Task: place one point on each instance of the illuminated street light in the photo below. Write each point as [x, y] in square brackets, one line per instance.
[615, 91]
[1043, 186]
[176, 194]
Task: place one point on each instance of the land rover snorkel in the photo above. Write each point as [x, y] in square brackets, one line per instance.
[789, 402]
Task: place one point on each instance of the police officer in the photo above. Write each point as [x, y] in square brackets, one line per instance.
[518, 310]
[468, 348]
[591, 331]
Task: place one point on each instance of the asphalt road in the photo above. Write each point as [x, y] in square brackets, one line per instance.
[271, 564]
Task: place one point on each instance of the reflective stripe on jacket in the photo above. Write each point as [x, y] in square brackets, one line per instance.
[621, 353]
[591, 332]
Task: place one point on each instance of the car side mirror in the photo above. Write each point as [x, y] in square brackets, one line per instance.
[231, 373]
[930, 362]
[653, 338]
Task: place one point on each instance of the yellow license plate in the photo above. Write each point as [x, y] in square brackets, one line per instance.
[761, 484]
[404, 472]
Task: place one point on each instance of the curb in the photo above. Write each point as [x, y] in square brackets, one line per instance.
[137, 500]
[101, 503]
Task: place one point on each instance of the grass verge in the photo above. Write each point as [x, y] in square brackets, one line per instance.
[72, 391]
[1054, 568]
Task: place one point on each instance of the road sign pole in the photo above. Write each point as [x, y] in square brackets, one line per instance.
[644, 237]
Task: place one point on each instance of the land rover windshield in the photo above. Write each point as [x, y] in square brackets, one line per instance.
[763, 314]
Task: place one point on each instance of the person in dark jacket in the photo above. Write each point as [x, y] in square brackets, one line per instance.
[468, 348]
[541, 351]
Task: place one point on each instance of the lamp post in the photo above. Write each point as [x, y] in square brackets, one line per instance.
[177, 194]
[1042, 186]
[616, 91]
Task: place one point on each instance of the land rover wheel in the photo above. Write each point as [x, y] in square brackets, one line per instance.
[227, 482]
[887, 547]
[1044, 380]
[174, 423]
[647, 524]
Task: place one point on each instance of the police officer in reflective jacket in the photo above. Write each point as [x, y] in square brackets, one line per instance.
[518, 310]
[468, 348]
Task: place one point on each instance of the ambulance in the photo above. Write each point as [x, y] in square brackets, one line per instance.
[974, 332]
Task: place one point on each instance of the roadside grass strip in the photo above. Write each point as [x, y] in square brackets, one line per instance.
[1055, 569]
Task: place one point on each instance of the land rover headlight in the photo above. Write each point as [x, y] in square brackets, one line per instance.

__PROBLEM REQUIREMENTS__.
With the line containing "officer in reflective" as the first and the last line above as the final one, copy those lines exactly and no others.

__WRITTEN REPLY__.
Task: place one point on each instance of the police officer in reflective jacket in the photo above. Write each point as [x, y] in square brackets, one line per instance.
[518, 310]
[468, 348]
Task: place one point on each instance of the ambulance in the photo above. Write each point as [x, y] in square brackets, one line per instance.
[974, 332]
Task: place one point on each instance of the roadside grass strip in the photo above. Write each point as [x, y] in square brackets, one line per instance.
[1055, 569]
Task: place one point on each instance of the land rover headlight in the photo above. Write each point as [x, y] in square brackets, one line per instance.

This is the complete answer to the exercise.